§ WHAT THE EXERCISE ASKS
Copy out exactly the line that contains "TASK = identify one point per instance of the black backpack" and all lines following it to the end of the data.
--- TASK INPUTS ---
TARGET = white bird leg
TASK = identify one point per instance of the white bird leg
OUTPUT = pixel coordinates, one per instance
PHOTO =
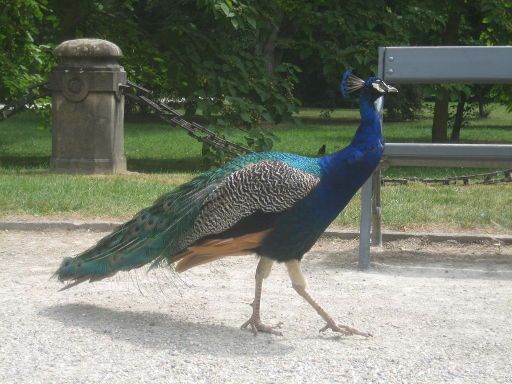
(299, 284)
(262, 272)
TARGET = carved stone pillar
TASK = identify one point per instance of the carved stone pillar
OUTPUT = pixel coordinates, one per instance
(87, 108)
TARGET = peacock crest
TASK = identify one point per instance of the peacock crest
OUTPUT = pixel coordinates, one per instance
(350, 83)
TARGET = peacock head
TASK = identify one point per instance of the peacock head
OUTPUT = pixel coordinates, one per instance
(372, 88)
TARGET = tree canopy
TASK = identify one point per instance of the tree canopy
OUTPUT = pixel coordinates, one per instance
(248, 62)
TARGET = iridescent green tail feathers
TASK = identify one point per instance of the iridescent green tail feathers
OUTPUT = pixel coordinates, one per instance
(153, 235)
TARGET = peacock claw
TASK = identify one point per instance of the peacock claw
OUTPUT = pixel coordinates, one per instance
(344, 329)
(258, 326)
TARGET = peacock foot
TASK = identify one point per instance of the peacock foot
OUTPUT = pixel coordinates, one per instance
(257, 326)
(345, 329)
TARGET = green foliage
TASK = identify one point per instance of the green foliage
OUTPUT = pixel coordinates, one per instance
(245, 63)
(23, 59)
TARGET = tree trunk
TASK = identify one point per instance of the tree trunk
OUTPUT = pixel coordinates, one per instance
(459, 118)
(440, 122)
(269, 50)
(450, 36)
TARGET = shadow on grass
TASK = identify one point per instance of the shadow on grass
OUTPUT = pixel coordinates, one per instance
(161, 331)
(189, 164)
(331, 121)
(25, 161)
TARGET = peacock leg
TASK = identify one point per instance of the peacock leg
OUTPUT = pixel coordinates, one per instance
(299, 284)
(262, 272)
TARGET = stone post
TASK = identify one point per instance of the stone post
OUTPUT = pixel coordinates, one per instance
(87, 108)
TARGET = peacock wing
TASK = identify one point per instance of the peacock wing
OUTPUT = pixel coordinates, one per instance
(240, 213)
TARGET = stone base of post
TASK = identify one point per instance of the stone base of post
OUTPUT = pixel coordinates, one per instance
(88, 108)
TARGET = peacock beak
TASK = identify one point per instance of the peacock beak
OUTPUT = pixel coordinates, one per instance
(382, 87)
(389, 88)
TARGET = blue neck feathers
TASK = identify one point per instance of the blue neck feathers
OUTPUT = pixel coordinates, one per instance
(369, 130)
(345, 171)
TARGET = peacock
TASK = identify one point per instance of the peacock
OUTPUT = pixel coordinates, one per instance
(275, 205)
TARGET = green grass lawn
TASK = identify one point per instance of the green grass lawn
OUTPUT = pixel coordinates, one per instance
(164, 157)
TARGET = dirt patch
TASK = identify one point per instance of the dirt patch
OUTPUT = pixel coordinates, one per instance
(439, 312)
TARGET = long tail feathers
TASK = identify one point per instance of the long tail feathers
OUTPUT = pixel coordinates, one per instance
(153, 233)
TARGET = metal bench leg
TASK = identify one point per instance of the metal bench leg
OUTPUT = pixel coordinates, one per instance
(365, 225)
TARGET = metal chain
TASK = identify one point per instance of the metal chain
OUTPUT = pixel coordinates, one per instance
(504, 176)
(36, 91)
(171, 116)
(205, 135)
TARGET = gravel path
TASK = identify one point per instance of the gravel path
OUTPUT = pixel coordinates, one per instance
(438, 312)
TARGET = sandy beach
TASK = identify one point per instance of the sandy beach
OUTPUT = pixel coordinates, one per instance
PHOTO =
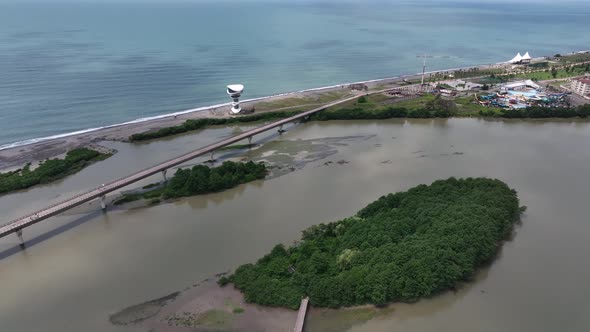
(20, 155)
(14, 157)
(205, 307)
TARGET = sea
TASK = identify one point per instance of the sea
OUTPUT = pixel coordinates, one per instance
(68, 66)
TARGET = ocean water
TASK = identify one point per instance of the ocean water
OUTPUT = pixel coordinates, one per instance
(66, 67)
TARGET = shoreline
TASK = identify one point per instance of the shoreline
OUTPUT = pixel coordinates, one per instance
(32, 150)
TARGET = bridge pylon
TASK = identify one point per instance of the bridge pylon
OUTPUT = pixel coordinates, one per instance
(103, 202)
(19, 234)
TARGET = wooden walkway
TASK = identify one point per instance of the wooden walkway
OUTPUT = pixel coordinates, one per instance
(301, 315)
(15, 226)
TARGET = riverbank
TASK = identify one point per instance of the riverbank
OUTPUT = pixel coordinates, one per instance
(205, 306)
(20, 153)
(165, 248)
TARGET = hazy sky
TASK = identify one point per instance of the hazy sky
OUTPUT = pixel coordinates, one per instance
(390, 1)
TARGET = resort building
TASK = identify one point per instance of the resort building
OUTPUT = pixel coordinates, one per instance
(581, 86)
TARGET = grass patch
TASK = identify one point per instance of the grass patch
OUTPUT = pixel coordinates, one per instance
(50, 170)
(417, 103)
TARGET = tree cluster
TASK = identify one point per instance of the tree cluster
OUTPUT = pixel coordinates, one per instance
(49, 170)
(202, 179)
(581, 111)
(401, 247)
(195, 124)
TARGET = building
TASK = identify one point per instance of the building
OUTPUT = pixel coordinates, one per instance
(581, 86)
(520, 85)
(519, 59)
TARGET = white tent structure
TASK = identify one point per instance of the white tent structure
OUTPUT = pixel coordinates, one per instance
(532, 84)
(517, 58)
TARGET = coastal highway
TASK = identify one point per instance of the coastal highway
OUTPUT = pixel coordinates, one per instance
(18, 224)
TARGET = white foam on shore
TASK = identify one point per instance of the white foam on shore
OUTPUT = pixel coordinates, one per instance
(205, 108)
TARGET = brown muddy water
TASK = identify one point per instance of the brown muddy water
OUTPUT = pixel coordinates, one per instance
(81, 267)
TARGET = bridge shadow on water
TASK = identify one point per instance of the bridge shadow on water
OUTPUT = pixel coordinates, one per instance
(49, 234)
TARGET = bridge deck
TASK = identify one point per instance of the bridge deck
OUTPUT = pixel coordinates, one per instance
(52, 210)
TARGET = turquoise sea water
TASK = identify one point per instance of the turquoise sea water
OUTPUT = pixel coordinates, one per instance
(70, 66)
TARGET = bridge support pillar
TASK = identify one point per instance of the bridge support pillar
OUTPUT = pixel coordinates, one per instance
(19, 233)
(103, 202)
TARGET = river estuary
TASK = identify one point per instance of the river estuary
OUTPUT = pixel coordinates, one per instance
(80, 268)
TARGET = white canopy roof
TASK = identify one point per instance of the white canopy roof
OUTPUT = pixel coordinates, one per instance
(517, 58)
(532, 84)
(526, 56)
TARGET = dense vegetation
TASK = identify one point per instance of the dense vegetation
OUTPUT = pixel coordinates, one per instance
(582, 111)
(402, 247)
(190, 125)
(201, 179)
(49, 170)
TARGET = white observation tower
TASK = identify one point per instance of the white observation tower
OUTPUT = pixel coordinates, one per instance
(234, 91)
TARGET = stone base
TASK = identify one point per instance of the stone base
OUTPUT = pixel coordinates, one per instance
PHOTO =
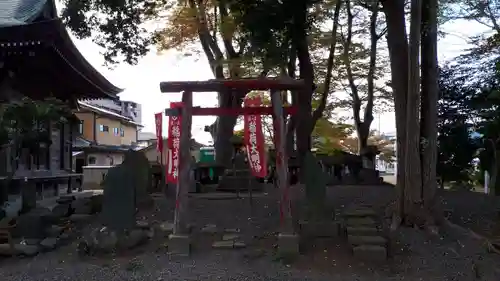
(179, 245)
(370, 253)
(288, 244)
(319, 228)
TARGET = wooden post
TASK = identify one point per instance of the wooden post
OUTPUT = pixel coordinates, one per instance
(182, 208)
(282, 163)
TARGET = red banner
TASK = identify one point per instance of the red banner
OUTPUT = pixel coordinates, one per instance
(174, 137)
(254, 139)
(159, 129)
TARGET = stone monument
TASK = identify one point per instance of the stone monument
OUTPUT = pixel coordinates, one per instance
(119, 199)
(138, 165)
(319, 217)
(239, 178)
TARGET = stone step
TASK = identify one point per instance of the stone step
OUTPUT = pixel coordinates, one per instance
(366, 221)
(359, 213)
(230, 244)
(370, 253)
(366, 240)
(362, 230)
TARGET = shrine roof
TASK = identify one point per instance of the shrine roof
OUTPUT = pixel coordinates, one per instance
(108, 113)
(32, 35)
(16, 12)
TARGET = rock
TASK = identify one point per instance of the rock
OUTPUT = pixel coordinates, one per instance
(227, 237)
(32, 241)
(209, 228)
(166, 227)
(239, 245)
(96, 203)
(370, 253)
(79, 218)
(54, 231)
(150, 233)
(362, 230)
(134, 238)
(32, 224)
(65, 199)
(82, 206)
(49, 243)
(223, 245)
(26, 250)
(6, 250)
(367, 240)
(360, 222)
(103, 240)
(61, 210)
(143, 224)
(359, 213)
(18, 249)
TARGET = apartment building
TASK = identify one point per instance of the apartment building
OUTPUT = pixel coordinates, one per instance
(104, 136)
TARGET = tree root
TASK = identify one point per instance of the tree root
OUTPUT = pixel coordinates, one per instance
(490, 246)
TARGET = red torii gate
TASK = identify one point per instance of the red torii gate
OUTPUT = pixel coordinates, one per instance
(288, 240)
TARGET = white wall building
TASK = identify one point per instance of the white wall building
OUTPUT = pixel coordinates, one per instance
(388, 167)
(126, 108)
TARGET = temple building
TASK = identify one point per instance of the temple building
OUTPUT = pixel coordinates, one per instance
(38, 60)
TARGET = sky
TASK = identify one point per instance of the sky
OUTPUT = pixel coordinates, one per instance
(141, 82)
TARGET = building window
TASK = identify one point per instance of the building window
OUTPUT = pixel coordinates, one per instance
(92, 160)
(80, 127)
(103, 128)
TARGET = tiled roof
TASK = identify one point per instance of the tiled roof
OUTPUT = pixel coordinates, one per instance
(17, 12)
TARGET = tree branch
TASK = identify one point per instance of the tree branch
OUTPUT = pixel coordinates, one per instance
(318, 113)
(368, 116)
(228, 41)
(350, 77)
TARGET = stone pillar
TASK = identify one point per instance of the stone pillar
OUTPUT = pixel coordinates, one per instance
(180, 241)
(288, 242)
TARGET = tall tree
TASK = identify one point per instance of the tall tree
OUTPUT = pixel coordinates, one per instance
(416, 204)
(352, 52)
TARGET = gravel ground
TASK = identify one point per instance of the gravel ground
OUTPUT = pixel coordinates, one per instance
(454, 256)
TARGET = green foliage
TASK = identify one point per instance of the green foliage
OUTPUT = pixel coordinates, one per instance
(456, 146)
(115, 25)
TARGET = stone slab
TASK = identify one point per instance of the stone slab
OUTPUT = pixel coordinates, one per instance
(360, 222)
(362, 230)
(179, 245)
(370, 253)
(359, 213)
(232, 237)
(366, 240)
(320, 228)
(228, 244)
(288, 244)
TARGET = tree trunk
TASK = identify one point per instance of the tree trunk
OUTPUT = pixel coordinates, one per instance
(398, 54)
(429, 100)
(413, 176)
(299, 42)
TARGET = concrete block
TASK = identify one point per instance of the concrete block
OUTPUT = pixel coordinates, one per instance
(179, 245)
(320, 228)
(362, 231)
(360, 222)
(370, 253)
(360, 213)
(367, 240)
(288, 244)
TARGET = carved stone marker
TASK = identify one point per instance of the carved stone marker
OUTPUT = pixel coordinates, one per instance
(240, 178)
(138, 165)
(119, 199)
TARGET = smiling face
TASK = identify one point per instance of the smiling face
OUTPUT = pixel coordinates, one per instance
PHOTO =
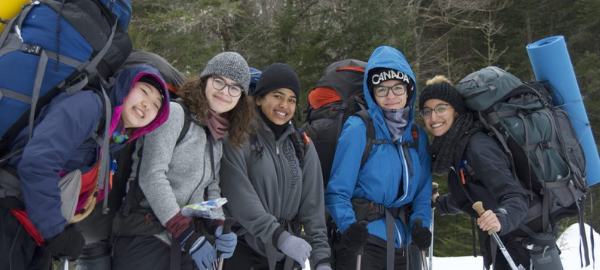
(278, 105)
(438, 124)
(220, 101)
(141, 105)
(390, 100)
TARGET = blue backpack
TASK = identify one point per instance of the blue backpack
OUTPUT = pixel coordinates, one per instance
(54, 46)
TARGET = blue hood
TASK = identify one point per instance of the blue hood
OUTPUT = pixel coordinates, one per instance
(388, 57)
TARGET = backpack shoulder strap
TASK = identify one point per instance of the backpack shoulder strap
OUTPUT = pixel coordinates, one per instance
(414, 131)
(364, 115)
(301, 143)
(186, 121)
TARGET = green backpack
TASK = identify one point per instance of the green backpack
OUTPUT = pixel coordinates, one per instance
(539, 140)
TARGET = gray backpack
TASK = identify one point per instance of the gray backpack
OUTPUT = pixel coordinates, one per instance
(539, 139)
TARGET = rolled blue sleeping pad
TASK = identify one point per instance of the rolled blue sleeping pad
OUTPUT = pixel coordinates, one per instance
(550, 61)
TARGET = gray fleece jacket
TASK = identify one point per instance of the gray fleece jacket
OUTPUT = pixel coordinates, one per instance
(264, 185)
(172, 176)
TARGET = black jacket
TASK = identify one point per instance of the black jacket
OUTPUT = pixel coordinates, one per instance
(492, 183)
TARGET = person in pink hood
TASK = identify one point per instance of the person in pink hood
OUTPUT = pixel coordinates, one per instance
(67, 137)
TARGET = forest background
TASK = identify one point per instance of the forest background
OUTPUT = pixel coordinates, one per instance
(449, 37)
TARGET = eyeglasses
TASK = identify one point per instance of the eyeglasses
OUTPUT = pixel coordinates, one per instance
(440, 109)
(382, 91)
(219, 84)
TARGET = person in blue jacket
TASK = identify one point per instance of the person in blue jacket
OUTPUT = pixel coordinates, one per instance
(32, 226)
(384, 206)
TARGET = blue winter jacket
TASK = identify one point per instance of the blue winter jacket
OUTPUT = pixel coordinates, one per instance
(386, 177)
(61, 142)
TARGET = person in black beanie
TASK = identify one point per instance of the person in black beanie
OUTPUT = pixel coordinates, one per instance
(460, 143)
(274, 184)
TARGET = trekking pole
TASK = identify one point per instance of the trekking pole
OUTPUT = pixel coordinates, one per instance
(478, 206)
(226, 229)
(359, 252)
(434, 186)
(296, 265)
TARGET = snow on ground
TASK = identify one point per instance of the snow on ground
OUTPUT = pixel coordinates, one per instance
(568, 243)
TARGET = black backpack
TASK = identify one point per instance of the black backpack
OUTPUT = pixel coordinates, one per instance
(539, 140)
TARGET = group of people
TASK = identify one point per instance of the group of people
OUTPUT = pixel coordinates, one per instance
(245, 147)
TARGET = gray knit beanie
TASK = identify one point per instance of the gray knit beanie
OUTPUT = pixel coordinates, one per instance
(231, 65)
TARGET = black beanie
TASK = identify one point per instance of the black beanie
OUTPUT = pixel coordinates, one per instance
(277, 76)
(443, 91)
---
§ WRITTEN REPLY
TASK = identify one point per instance of the black backpack
OUTPUT = pixel coordinates, one per instance
(539, 140)
TARGET = group of people
TASK = identify one point per instance of the group of people
OUTPUT = pixel coordinates, one per instance
(245, 147)
TARGET = gray knit beanie
TASK = identify one point per instance of the gray knit beanie
OUTPUT = pixel coordinates, one per instance
(231, 65)
TARGET = black beanie
TASK = identify one point per instance of the black beanie
OUTPUT = pixel coordinates, one per instance
(277, 76)
(443, 91)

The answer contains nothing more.